**Required action**
Put everything in the rows below from the line containing "For each <instance>" down to the line containing "box: [316, 416, 337, 430]", both lines included, into a JSON list of strings with one string per line. Skip any blank lines.

Rows drawn from a dataset:
[Start of section]

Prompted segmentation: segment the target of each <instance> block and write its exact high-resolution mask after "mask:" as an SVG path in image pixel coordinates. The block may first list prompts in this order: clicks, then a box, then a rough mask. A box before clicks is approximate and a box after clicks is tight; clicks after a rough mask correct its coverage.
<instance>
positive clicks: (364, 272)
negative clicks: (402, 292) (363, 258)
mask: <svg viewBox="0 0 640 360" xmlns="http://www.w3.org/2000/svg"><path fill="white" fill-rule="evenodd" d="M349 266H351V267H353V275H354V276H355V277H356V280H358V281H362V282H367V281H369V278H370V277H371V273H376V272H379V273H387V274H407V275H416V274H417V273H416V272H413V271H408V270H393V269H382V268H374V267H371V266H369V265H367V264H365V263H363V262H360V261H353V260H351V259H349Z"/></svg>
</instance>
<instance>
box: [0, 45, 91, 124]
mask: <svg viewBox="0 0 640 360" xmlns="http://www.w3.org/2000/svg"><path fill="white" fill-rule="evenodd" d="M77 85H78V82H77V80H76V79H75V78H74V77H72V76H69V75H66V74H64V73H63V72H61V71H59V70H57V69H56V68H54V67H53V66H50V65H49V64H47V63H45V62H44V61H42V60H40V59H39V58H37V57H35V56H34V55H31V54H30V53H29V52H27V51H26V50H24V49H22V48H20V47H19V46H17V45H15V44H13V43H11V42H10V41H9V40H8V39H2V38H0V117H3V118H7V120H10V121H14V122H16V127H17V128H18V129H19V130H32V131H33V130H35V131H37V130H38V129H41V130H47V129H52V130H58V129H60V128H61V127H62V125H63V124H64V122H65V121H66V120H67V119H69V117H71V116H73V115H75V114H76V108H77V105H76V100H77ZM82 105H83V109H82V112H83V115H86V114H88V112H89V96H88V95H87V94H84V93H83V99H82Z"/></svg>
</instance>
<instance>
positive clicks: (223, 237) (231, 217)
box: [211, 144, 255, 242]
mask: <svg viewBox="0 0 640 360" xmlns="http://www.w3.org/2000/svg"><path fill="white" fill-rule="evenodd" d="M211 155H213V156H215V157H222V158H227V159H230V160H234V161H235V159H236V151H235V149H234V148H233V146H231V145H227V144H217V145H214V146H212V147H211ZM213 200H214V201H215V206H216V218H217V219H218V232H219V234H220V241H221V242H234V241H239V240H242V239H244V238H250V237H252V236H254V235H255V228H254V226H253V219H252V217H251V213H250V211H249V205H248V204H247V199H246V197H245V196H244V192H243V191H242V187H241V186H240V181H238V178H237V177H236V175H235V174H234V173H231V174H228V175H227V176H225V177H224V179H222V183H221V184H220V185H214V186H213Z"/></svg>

[End of section]
[Start of section]

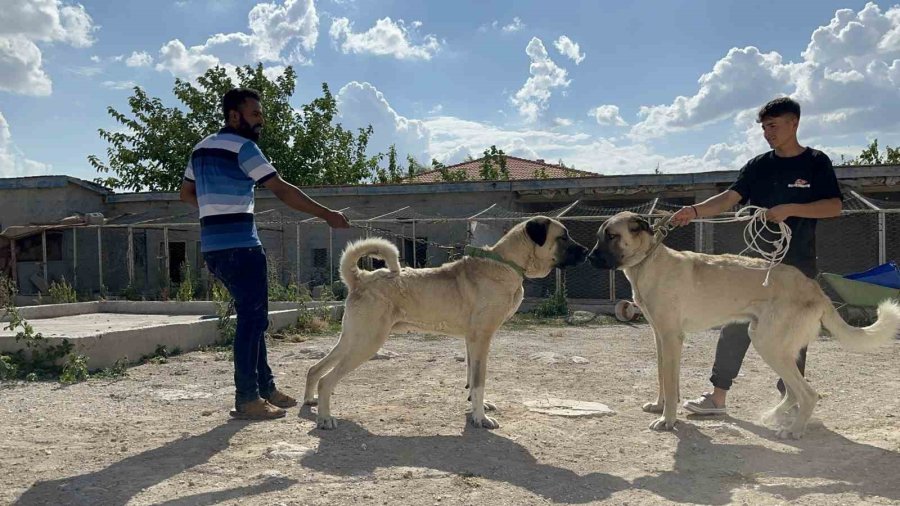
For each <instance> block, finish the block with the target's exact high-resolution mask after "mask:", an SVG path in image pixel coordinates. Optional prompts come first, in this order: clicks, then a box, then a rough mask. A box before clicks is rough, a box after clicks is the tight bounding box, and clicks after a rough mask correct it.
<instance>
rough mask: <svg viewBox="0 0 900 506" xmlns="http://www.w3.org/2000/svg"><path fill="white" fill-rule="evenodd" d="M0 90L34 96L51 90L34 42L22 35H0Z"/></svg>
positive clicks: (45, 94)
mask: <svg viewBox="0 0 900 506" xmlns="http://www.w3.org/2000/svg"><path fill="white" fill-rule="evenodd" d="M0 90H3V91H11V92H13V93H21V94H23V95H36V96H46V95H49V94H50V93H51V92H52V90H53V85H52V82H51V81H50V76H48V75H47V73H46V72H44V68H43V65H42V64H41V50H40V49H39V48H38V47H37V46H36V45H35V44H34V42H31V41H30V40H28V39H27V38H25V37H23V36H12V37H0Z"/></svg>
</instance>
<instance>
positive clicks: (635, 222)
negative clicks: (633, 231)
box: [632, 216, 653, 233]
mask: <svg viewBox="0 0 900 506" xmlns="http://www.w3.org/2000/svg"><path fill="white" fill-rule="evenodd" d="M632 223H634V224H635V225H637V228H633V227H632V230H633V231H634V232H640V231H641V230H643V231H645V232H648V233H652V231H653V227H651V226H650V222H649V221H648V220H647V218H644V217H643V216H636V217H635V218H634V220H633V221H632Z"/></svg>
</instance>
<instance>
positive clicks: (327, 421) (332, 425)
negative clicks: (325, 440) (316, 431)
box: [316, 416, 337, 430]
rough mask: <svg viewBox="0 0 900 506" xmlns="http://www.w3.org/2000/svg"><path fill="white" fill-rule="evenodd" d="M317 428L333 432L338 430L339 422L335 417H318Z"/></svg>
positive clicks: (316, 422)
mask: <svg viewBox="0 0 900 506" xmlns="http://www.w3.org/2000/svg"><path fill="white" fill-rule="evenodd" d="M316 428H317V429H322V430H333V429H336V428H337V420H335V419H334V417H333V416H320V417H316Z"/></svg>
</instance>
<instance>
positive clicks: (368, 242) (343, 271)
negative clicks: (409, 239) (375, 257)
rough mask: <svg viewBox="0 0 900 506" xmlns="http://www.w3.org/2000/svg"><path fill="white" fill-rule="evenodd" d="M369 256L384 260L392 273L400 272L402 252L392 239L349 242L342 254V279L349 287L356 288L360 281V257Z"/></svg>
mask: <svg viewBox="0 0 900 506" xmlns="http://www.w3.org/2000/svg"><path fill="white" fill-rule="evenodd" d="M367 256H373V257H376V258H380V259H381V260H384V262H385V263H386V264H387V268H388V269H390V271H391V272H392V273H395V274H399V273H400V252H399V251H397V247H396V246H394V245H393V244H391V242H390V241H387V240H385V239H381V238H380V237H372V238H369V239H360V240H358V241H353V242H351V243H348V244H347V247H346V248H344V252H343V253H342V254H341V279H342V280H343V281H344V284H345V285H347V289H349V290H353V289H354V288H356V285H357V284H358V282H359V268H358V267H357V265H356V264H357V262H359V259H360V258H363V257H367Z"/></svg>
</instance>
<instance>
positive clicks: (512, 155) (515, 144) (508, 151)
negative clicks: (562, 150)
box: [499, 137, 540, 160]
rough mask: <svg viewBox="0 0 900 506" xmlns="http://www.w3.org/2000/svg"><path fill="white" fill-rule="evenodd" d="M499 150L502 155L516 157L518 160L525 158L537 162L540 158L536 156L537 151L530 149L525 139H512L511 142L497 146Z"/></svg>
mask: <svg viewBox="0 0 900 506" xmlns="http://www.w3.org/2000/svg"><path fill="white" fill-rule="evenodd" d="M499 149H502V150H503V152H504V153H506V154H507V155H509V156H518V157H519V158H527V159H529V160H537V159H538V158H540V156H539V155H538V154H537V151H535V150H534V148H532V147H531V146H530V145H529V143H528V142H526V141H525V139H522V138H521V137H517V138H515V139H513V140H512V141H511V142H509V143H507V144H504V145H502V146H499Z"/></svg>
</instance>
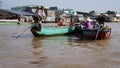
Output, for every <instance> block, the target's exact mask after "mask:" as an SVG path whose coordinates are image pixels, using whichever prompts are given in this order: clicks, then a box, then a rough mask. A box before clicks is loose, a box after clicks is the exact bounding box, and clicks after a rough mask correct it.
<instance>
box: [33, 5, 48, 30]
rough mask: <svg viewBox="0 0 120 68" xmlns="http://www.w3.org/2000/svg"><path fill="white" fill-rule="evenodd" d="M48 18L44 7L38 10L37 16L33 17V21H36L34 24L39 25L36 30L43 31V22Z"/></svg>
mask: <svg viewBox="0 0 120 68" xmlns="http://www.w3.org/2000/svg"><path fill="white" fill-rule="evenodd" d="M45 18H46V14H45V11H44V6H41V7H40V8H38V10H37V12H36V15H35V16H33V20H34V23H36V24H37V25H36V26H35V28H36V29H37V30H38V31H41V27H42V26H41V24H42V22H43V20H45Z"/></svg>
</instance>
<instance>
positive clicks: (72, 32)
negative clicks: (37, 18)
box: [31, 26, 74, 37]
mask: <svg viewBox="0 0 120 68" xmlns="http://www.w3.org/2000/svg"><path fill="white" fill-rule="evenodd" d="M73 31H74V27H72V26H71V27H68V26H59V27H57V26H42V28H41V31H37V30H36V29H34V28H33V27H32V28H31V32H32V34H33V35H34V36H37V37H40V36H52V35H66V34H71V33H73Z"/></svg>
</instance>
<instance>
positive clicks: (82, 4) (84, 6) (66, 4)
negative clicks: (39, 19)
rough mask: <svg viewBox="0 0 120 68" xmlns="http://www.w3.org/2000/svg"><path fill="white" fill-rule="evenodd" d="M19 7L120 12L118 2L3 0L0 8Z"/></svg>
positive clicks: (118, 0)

[End of section]
[Start of section]

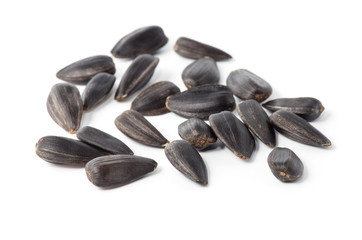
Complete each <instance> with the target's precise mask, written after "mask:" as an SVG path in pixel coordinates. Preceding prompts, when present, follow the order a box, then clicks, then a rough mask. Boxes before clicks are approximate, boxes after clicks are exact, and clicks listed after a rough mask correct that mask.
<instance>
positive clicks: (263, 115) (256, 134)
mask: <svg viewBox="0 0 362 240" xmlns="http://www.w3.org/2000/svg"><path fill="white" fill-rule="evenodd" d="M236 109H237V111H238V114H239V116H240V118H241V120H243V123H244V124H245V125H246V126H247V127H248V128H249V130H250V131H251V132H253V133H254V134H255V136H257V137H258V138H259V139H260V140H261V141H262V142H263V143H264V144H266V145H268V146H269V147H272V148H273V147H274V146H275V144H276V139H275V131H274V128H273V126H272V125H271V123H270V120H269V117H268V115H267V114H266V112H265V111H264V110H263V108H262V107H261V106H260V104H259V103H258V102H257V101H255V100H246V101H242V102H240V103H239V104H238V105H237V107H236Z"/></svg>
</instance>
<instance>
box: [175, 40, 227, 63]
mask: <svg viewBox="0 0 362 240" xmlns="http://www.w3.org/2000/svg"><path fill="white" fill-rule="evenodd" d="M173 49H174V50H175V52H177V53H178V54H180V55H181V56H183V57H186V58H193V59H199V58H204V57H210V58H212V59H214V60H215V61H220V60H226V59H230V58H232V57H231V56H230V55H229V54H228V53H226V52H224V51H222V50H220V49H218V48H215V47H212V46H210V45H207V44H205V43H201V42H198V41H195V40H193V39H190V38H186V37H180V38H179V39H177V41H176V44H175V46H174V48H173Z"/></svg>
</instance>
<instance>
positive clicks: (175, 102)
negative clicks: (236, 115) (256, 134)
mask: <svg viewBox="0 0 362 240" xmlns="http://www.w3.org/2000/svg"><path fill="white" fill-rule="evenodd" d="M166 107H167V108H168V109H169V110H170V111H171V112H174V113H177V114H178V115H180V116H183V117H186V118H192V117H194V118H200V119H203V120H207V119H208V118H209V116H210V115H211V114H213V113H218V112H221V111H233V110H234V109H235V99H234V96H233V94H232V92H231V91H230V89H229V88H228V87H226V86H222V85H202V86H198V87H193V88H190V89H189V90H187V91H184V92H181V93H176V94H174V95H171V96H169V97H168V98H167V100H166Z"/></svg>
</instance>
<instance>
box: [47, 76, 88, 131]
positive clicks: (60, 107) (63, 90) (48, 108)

[End of section]

**Written solution**
[
  "For each <instance> block, finish the block with the target's exact high-resolution mask after \"mask:\", an SVG path in image pixel coordinates. Optional prompts come first, in this order: clicks, then a box, then a rough mask. A box before clicks is rough, a box after clicks is the tight bounding box, and clicks after a rough mask correct it.",
  "<instance>",
  "rough mask: <svg viewBox=\"0 0 900 506\" xmlns=\"http://www.w3.org/2000/svg\"><path fill=\"white\" fill-rule=\"evenodd\" d=\"M0 90L34 96L51 90L34 42L22 35H0Z\"/></svg>",
  "positive clicks: (45, 94)",
  "mask: <svg viewBox=\"0 0 900 506\" xmlns=\"http://www.w3.org/2000/svg\"><path fill=\"white\" fill-rule=\"evenodd\" d=\"M0 90H3V91H11V92H13V93H21V94H23V95H36V96H46V95H49V94H50V93H51V92H52V90H53V85H52V82H51V81H50V76H48V75H47V73H46V72H44V68H43V65H42V64H41V50H40V49H39V48H38V47H37V46H36V45H35V44H34V42H31V41H30V40H28V39H27V38H25V37H23V36H12V37H0Z\"/></svg>",
  "</instance>",
  "<instance>",
  "positive clicks: (635, 222)",
  "negative clicks: (633, 231)",
  "box: [632, 216, 653, 233]",
  "mask: <svg viewBox=\"0 0 900 506\" xmlns=\"http://www.w3.org/2000/svg\"><path fill=\"white\" fill-rule=\"evenodd\" d=\"M632 223H634V224H635V225H637V228H633V227H632V230H633V231H634V232H640V231H641V230H643V231H645V232H648V233H652V231H653V227H651V226H650V222H649V221H648V220H647V218H644V217H643V216H636V217H635V218H634V220H633V221H632Z\"/></svg>",
  "</instance>",
  "<instance>",
  "positive clicks: (327, 421) (332, 425)",
  "negative clicks: (325, 440) (316, 431)",
  "box: [316, 416, 337, 430]"
]